GIVEN REQUEST:
Reproduce the material below line for line with no change to its wording, and omit the pictures from your reply.

INFORMATION SUPPLIED:
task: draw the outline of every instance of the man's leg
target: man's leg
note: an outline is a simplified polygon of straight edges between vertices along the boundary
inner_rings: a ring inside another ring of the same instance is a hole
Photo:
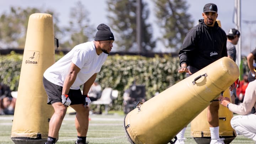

IN RESPONSE:
task: draw the outline of every instance of the man's leg
target: man's leg
note: an outline is a simplified polygon of straight edges between vertices along the boundary
inner_rings: a ring inside another ring of the same instance is a hole
Photo:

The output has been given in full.